- _Exercise instructions_: Please count the lines in the items below that contain the word "Provide", and reply with only that number.

======== Excerpted data

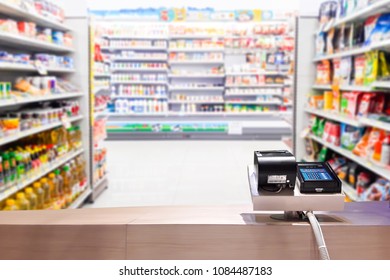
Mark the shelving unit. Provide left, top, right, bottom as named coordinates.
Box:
left=0, top=1, right=91, bottom=207
left=294, top=0, right=390, bottom=201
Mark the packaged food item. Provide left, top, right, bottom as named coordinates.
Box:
left=354, top=55, right=366, bottom=86
left=340, top=92, right=362, bottom=118
left=316, top=60, right=332, bottom=85
left=339, top=57, right=352, bottom=85
left=364, top=51, right=379, bottom=86
left=341, top=123, right=364, bottom=151
left=324, top=91, right=333, bottom=110
left=356, top=172, right=372, bottom=197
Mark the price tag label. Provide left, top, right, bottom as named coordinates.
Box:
left=35, top=60, right=47, bottom=75
left=62, top=115, right=71, bottom=129
left=228, top=122, right=242, bottom=135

================

- _Answer to the exercise_: 3